> _Written request 1_: Which lines in the records below contain the string "headboard"? Copy each of them, matching case exactly.

> _Selection_:
* START *

THOMAS A. SCHROEDER, Petitioner v. COMMISSIONER OF INTERNAL REVENUE, Respondent, UNITED STATES TAX COURT - SUMMARY OPINION, T.C. Summary Opinion 2007-204, Docket No. 4207-06S., Filed December 6, 2007
THOMAS A. SCHROEDER, Petitioner v. COMMISSIONER OF INTERNAL REVENUE, Respondent
UNITED STATES TAX COURT - SUMMARY OPINION
T.C. Summary Opinion 2007-204
Docket No. 4207-06S.
Filed December 6, 2007.
PURSUANT TO INTERNAL REVENUE CODE SECTION 7463(b), THIS OPINION MAY NOT BE TREATED AS PRECEDENT FOR ANY OTHER CASE.
Thomas A. Schroeder, pro se.
Angela J. Kennedy , for respondent.
COHEN, Judge : This case was heard pursuant to the provisions of section 7463 of the Internal Revenue Code in effect when the petition was filed. Pursuant to section 7463(b), the decision to be entered is not reviewable by any other court, and this opinion shall not be treated as precedent for any other case. Unless otherwise indicated, all section references are to the Internal Revenue Code in effect for the year in issue.
Respondent determined a deficiency of $1,043 in petitioner's Federal income tax for 2003. Petitioner does not dispute the deficiency but claims that his former spouse should be held liable for one-half of it.
Some of the facts have been stipulated, and the stipulated facts are incorporated in our findings by this reference. Petitioner resided in Indiana at the time that his petition was filed.
During 2003, petitioner was married to Kathi Schroeder. Petitioner and Kathi Schroeder divorced in 2004.
For more than 10 years prior to 2003 and during 2003, petitioner was a limited partner in Franklin Ridgewood Associates Limited Partnership. Petitioner made the investment and signed the necessary papers because Kathi Schroeder did not participate in matters involving investments. On the partnership return, petitioner alone was shown as the partner receiving distributions of income; Kathi Schroeder was not shown as a partner. During 2003, petitioner received distributed income and interest income from Franklin Ridgewood Associates Limited Partnership in the total amount of $2,894.
On April 15, 2004, petitioner and Kathi Schroeder filed a joint Form 1040, U.S. Individual Income Tax Return, for 2003. The income of $2,894 received from Franklin Ridgewood Associates Limited Partnership was not reported on that return. In the notice of deficiency, respondent determined a deficiency of $1,043 attributable to the failure to report the partnership income on petitioner's 2003 return.

* END *

> _Written request 2_: Can you reproduce the tax court opinion above word for word, between "Thomas A. Schroeder, pro" and "his petition was filed.", inclusive?

> _Input for this task_:

* START *

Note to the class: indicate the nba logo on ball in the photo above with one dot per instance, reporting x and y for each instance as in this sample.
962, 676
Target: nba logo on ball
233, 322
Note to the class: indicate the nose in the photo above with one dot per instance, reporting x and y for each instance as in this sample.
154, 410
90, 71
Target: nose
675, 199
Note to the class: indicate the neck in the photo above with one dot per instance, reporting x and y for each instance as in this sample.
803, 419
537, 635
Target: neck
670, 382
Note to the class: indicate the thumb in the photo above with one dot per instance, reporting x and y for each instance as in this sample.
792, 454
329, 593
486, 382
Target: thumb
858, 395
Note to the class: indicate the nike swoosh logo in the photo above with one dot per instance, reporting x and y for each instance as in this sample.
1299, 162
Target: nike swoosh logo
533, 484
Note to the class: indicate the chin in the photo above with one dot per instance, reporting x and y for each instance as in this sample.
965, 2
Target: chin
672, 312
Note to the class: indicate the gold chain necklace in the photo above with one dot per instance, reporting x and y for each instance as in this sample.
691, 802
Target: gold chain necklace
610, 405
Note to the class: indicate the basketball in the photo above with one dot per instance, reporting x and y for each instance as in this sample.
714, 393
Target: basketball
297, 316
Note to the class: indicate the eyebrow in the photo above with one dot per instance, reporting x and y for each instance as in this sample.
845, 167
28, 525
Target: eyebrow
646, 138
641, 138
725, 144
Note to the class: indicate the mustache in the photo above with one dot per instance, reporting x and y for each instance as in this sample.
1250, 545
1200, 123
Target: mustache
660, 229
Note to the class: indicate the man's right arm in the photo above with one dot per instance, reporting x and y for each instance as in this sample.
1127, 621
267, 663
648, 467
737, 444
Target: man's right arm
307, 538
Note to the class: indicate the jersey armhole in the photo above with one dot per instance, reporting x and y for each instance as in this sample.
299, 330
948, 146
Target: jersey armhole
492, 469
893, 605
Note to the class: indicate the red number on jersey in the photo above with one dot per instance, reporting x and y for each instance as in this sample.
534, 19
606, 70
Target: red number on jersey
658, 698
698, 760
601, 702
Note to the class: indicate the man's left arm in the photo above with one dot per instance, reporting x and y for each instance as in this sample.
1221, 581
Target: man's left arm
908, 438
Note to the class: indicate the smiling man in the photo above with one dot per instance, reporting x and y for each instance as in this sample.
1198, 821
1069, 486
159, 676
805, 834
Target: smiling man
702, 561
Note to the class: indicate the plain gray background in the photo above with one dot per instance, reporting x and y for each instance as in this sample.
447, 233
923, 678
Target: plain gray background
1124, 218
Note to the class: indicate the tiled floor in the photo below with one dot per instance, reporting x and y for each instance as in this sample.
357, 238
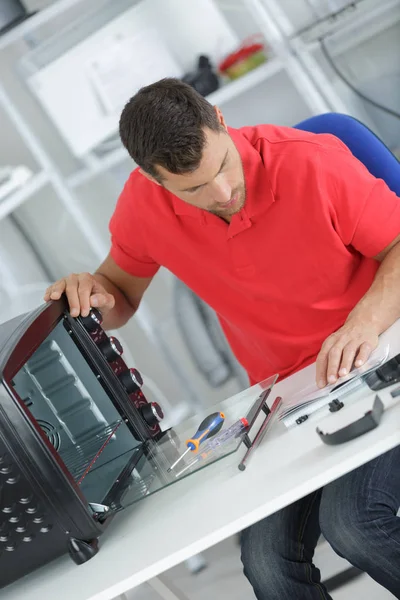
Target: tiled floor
223, 579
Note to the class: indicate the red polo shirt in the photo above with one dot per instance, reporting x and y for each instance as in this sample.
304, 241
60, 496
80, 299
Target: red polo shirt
288, 269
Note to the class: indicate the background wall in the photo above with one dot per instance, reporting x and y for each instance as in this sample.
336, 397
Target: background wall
40, 241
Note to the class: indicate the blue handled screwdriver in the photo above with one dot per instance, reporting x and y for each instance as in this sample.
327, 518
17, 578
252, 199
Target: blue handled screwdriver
210, 426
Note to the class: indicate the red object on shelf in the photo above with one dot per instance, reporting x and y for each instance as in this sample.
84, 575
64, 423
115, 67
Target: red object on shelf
248, 48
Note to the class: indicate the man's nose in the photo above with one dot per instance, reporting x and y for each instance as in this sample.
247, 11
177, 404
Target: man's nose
221, 190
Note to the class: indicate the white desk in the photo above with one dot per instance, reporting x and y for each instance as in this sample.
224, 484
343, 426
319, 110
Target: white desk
212, 505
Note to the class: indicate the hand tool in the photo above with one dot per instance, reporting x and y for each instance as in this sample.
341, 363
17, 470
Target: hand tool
209, 427
217, 442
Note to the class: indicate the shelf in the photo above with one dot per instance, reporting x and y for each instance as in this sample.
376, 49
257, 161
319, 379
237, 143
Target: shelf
231, 90
224, 94
353, 25
19, 196
36, 20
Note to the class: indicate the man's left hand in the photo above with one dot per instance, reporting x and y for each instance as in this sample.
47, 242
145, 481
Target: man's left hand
349, 346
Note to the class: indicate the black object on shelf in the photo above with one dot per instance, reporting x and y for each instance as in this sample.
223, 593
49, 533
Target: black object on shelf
384, 376
12, 12
204, 80
369, 421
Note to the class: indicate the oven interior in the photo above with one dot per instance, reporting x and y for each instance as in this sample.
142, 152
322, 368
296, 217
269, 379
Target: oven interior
80, 421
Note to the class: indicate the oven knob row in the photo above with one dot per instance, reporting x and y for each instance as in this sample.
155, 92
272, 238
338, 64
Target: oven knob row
93, 320
111, 348
152, 413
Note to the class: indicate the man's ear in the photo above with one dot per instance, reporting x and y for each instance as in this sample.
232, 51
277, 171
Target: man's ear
149, 177
220, 117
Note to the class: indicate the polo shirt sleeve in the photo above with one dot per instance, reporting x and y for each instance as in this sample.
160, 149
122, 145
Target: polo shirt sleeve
128, 247
364, 211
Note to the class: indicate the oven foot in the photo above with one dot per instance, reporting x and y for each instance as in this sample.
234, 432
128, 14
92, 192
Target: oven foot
81, 551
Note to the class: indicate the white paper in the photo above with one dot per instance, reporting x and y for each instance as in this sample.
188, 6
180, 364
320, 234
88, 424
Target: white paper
128, 63
314, 397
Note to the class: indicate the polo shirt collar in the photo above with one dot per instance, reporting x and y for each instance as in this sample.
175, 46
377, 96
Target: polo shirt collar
259, 195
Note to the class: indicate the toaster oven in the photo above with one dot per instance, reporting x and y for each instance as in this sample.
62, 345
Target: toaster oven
75, 430
78, 439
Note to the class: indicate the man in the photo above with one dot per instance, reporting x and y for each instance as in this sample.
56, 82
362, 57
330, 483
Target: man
296, 246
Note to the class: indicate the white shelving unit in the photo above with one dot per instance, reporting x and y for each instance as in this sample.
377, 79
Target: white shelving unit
292, 65
23, 193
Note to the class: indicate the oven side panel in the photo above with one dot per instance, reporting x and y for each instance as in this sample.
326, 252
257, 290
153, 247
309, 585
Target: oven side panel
34, 527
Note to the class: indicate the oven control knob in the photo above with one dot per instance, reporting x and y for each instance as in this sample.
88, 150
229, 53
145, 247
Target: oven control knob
152, 413
93, 320
111, 348
132, 380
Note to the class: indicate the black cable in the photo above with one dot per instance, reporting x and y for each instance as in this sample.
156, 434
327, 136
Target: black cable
332, 63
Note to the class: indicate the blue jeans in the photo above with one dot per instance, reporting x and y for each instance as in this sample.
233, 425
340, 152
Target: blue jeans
357, 516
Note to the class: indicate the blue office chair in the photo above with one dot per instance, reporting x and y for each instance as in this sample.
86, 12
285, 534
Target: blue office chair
381, 163
362, 142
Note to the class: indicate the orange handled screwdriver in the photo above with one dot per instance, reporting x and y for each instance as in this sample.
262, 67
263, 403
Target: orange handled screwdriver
210, 426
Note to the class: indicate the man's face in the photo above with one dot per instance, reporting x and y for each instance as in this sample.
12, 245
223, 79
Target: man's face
218, 184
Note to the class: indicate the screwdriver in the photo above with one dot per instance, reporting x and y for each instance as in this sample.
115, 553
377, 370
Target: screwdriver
210, 426
215, 445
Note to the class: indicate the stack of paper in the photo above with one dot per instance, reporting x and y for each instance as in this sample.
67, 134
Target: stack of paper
303, 403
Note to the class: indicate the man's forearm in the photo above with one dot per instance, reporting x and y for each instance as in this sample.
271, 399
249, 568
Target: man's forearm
122, 311
380, 306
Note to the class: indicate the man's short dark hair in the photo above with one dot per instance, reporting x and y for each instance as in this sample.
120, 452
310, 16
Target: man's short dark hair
164, 124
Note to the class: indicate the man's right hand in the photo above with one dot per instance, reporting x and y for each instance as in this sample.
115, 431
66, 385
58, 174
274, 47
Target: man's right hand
83, 291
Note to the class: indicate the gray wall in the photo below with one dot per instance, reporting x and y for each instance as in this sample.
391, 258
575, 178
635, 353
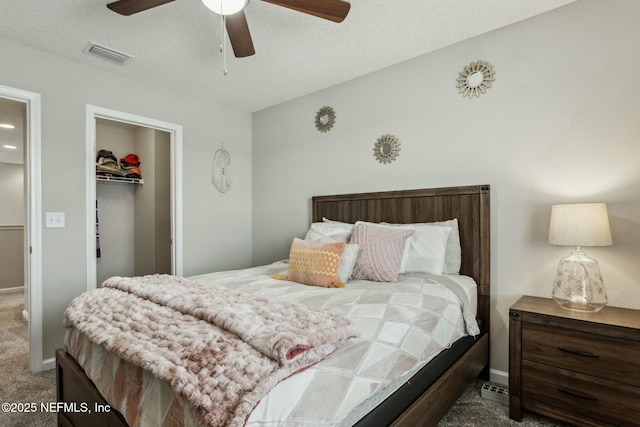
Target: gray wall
11, 225
560, 125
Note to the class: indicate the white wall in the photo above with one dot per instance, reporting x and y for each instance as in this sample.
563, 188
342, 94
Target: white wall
217, 227
560, 125
11, 194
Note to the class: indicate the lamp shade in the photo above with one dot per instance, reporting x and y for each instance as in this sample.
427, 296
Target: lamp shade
583, 224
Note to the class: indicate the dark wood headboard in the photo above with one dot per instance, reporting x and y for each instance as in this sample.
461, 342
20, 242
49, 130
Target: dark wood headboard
469, 204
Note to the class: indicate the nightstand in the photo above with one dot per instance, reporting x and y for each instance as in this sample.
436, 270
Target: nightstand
582, 368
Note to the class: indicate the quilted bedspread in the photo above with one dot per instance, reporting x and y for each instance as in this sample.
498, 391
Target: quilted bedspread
220, 349
402, 326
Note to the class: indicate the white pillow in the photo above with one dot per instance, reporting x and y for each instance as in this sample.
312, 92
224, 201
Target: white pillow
347, 262
426, 249
329, 232
453, 255
453, 258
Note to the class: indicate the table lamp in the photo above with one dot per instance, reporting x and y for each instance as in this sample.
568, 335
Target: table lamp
578, 284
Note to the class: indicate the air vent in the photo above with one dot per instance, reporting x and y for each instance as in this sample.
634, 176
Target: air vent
108, 53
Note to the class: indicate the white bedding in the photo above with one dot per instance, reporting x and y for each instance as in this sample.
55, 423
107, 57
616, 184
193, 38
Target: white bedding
403, 325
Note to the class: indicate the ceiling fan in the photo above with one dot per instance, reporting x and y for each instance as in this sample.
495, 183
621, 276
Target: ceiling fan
235, 20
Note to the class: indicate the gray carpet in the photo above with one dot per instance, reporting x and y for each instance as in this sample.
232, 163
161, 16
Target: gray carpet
472, 410
18, 385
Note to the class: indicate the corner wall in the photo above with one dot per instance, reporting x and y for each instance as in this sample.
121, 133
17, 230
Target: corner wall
559, 125
217, 227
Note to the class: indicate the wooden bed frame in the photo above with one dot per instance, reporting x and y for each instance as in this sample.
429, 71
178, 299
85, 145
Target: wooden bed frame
425, 398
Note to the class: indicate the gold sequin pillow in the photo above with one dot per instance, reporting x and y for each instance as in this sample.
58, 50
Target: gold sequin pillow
315, 264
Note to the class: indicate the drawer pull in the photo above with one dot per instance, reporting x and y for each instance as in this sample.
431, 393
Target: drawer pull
577, 394
577, 352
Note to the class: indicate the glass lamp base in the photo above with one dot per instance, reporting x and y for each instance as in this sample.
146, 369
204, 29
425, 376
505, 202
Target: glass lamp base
578, 285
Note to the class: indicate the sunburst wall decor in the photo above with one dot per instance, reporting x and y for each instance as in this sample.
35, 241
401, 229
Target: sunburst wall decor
386, 148
325, 119
475, 79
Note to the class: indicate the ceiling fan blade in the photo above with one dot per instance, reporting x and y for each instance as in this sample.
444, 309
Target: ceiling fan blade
129, 7
239, 35
333, 10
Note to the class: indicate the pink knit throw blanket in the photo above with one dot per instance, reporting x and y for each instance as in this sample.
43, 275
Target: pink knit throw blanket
221, 349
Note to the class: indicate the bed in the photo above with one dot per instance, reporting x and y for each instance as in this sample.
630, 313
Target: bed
424, 397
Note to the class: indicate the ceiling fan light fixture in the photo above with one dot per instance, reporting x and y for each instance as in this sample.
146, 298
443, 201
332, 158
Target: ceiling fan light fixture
226, 7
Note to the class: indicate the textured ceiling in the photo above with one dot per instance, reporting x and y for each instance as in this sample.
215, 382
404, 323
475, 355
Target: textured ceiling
176, 46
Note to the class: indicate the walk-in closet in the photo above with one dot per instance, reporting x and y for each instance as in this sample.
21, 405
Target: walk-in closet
133, 215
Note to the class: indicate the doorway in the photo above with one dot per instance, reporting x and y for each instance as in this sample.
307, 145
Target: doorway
29, 105
170, 252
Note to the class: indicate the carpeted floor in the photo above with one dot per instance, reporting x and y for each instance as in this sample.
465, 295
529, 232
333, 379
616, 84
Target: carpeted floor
18, 385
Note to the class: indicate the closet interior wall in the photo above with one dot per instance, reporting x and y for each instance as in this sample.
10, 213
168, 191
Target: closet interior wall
134, 219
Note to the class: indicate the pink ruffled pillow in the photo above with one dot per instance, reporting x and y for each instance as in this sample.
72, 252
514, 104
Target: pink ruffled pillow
381, 250
315, 264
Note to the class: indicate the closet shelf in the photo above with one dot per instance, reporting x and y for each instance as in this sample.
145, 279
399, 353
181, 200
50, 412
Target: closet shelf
120, 179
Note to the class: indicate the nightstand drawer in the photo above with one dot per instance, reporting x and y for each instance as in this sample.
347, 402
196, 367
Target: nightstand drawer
596, 355
606, 401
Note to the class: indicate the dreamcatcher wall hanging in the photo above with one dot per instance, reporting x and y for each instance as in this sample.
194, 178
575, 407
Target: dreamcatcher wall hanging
221, 170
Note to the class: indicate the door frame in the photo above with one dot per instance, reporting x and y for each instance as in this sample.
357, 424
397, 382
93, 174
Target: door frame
92, 113
33, 247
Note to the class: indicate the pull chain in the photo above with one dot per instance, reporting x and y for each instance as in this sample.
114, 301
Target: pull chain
223, 46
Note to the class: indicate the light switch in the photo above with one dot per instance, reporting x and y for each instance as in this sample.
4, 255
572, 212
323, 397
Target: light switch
54, 219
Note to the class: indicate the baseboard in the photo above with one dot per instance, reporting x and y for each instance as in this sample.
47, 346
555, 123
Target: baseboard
500, 377
11, 290
48, 364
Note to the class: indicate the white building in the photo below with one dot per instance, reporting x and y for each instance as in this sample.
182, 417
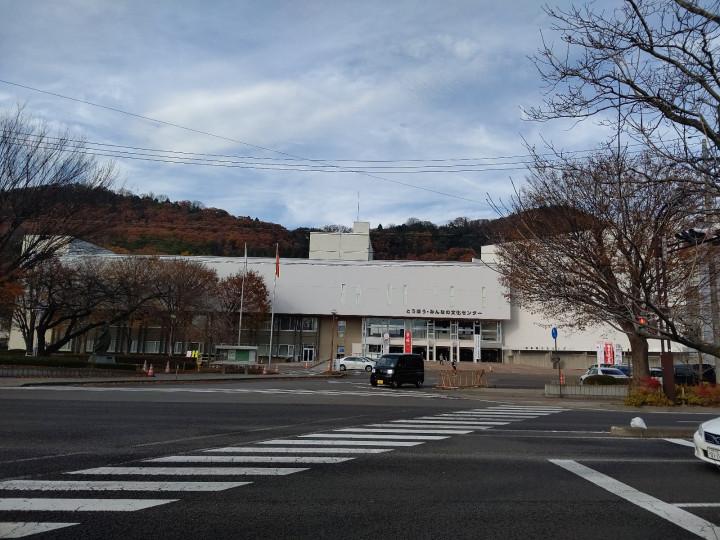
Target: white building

* END *

> _Output 1_:
Note to the class: indicate the dark wood headboard in the photo above with one dot per instance, reporting x and y for each instance as in this sample.
Target: dark wood headboard

> _Output 2_:
Thomas A. Schroeder, pro se.
Angela J. Kennedy , for respondent.
COHEN, Judge : This case was heard pursuant to the provisions of section 7463 of the Internal Revenue Code in effect when the petition was filed. Pursuant to section 7463(b), the decision to be entered is not reviewable by any other court, and this opinion shall not be treated as precedent for any other case. Unless otherwise indicated, all section references are to the Internal Revenue Code in effect for the year in issue.
Respondent determined a deficiency of $1,043 in petitioner's Federal income tax for 2003. Petitioner does not dispute the deficiency but claims that his former spouse should be held liable for one-half of it.
Some of the facts have been stipulated, and the stipulated facts are incorporated in our findings by this reference. Petitioner resided in Indiana at the time that his petition was filed.